(begin)

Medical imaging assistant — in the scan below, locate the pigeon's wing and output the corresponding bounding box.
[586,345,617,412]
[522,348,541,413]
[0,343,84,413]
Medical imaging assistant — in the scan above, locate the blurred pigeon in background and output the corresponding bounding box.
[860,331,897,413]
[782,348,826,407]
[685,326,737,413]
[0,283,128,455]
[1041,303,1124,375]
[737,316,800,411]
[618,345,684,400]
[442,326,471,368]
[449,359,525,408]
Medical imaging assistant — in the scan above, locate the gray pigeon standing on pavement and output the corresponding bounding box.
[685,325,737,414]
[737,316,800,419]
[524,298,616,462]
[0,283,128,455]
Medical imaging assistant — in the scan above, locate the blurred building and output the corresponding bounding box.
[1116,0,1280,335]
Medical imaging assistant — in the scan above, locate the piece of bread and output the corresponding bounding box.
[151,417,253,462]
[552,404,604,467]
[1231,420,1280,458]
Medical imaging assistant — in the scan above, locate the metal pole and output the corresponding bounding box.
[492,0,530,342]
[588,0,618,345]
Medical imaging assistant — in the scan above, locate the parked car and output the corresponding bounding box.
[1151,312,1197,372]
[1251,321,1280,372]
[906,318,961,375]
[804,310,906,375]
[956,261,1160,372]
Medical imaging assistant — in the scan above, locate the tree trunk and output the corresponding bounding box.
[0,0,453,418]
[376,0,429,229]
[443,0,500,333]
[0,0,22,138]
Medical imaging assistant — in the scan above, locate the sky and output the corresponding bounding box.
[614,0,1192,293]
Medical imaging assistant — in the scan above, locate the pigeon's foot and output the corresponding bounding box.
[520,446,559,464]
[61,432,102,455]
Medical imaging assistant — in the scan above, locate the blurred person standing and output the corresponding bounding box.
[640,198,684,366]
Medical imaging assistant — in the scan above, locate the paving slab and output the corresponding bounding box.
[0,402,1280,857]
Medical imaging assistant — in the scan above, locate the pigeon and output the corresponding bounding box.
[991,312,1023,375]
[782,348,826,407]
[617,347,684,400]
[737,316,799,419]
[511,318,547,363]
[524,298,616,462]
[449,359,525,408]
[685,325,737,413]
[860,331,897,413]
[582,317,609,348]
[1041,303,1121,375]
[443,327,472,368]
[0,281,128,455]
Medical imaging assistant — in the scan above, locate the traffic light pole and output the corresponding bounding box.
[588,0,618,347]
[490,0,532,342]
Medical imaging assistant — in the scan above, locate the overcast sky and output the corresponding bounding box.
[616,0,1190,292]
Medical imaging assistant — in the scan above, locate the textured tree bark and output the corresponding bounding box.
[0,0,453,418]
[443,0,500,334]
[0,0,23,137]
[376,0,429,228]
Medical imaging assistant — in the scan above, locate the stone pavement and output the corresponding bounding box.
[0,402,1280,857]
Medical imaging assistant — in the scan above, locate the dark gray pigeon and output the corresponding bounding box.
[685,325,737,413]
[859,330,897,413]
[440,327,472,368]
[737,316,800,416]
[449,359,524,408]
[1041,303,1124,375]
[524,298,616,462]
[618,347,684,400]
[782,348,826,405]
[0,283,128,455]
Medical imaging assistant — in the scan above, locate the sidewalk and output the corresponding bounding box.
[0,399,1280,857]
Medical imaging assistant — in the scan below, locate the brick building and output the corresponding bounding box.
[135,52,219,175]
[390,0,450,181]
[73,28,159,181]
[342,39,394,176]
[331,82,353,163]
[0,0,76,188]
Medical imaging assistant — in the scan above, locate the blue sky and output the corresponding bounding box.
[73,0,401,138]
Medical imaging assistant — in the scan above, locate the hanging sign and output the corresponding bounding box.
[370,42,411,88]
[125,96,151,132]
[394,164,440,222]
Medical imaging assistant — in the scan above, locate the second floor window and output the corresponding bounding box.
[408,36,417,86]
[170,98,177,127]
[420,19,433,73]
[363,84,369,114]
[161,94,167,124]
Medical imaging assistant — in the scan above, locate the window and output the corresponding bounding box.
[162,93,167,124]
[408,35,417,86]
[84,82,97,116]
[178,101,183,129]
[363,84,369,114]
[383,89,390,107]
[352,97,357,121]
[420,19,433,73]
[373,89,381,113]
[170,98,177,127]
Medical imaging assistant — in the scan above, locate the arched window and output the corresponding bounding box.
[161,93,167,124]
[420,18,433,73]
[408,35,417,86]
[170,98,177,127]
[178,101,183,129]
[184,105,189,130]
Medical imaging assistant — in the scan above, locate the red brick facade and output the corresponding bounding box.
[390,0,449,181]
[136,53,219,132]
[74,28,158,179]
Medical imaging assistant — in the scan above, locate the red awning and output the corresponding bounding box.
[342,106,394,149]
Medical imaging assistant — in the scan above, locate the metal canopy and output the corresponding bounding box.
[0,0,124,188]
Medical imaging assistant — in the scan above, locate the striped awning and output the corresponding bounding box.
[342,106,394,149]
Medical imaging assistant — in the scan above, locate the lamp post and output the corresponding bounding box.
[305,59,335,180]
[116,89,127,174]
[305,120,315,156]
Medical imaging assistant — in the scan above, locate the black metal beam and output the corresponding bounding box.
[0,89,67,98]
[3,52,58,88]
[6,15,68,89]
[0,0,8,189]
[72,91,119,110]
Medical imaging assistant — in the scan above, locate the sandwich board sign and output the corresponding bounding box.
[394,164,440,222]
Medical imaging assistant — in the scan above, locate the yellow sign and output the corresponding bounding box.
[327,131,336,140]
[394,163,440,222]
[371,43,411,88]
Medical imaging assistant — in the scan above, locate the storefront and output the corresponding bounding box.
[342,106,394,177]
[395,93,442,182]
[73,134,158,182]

(end)

» Exercise task: Can you copy every record above word for word, with each line unchanged and in its original order?

» Response to this task:
Medical imaging assistant — in the scan below, locate the pigeon's wing and output the corresponding bounding box.
[586,345,617,412]
[522,348,541,413]
[0,343,84,413]
Medical imaging assistant — in the scan above, locate the blurred pigeon in background and output the corresponding bounding box.
[860,331,897,413]
[782,348,826,407]
[685,326,737,413]
[0,283,128,455]
[1041,303,1124,375]
[737,316,800,411]
[618,345,684,400]
[442,326,471,368]
[449,359,525,408]
Medical imaging assistant — in the scan above, locate the gray pigeon standing on pavement and output the corresponding bounding box.
[685,325,737,414]
[737,316,800,419]
[524,298,616,462]
[0,283,128,455]
Medical imaging assistant — in the scan above, locate the blurred building and output the corresponding bounding box.
[1116,0,1280,335]
Medical imaging assistant — in the scan above, locate the piece of bread and output the corresponding bounding box.
[151,417,253,462]
[552,404,604,467]
[1231,420,1280,458]
Medical imaging assistant — in the scan above, locate the metal pole and output the corresponding bounding box.
[492,0,530,342]
[588,0,618,345]
Medical imaging assistant — in the scan above, locate the parked car and output the corresponding bounding box.
[1151,312,1197,372]
[1251,321,1280,372]
[906,318,961,375]
[804,310,906,375]
[956,261,1160,372]
Medical imaging assistant — in the scan above, locate the tree trunk and output the corresponding bounding box.
[0,0,453,418]
[376,0,429,229]
[443,0,500,333]
[0,0,22,138]
Medical imaging assistant — in the scan above, locate the sky and output the corresponding bounding box.
[614,0,1192,293]
Medical imaging assistant — in the scan above, locate the pigeon's foot and output the corresponding bounding box.
[520,446,559,464]
[61,432,102,455]
Medical imaging assistant — in the scan above, locate the blurred person standing and output the corresponding bounding box.
[640,198,684,366]
Medical imaging assistant — in the scan above, locate the paving slab and output the corresponding bounding box.
[0,402,1280,857]
Medical imaging assistant — in the scan above, locate the pigeon and output the corresponding bounding box.
[991,312,1023,375]
[782,348,826,407]
[617,347,684,400]
[737,316,799,419]
[511,318,547,363]
[524,298,616,462]
[449,359,525,408]
[685,325,737,413]
[860,331,897,413]
[582,317,609,348]
[1041,303,1121,375]
[443,327,472,368]
[0,281,128,455]
Medical imaging assistant — in the scan above, locate the traffic light pole and output the corresponding bounding box.
[588,0,618,347]
[490,0,532,342]
Medical imaging assistant — in the scan above, locate the overcast sky and output the corresponding bounding box.
[616,0,1190,292]
Medical imaging assistant — in the scan above, locate the textured tree bark and output the corresponding bounding box.
[0,0,453,418]
[443,0,500,334]
[0,0,23,137]
[376,0,429,228]
Medical imaging assistant — in the scan above, locate the stone pavement and output the corresponding bounding box.
[0,402,1280,857]
Medical imaging assistant — in the scan above, locate the dark gray pigeon and output the corresponding bounding box.
[685,325,737,413]
[859,330,897,413]
[440,327,472,368]
[737,316,800,416]
[449,359,524,408]
[1041,303,1124,375]
[524,298,616,462]
[618,347,684,400]
[782,348,826,405]
[0,283,128,455]
Medical imaging assistant — in the scan above, locate the sidewalk and output the corresponding bounding box.
[0,399,1280,857]
Medical imaging assistant — in the scan below, locate the brick building and output the corresponding bounding box.
[135,52,219,175]
[390,0,450,181]
[73,28,159,181]
[342,39,394,176]
[331,82,353,163]
[0,0,76,188]
Medical imaging assistant — in the scan above, locate the blue sky and output the corresponding bounding box.
[73,0,401,138]
Medical imaging assistant — in the scan above, locate the hanging sign and output the corresponding bounding box.
[370,42,411,88]
[125,96,151,132]
[394,164,440,222]
Medical imaging assistant — in the scan above, locate the second floor window and output the corresponding bounding box.
[408,36,417,86]
[170,98,177,127]
[420,19,433,73]
[363,84,369,114]
[161,94,167,124]
Medical imaging assistant — in the scan above, locate the window and output the corresponding bounding box.
[162,93,167,124]
[408,35,417,86]
[84,82,97,116]
[178,101,183,129]
[363,84,369,114]
[383,89,390,107]
[352,97,357,121]
[420,19,433,73]
[373,89,381,113]
[170,98,177,127]
Medical imaging assistant — in the scan above, locate the arched window and output the corresponding bounding box.
[161,93,167,124]
[420,18,433,73]
[408,35,417,86]
[170,98,177,127]
[178,101,183,129]
[184,105,189,130]
Medical imaging assistant — in the scan above, locate the red brick facade and output the corresponding bounding box.
[390,0,449,181]
[136,53,219,132]
[74,28,158,179]
Medical imaging assistant — in the scan above, locate the red awning and output the corresponding bounding box.
[342,106,394,149]
Medical imaging assistant — in the scan above, locate the metal canopy and output the corresponding bounding box.
[0,0,124,188]
Medical imaging assistant — in the scan above, locate the striped awning and output the corresponding bounding box.
[342,106,394,149]
Medical imaging assistant — in the scan above, locate the lamp post and output the corresponding bounding box.
[305,59,335,180]
[116,89,127,174]
[305,120,315,156]
Medical imaging assistant — in the scan above, locate the black metal beam and output the corresponding bounding box.
[0,89,67,98]
[3,52,58,88]
[6,15,68,89]
[0,0,8,189]
[72,91,119,110]
Medical imaging assistant — in the scan above, locate the sandwich board sign and output the corresponding bounding box.
[394,164,440,222]
Medical imaging assistant — in the scan above, locate the yellow sign and output the corresponding bounding box.
[327,131,336,140]
[394,163,440,222]
[371,43,411,88]
Medical imaging assistant — in the scan above, locate the storefront and output the corresponding bounding box.
[342,106,394,177]
[395,93,442,182]
[73,134,158,182]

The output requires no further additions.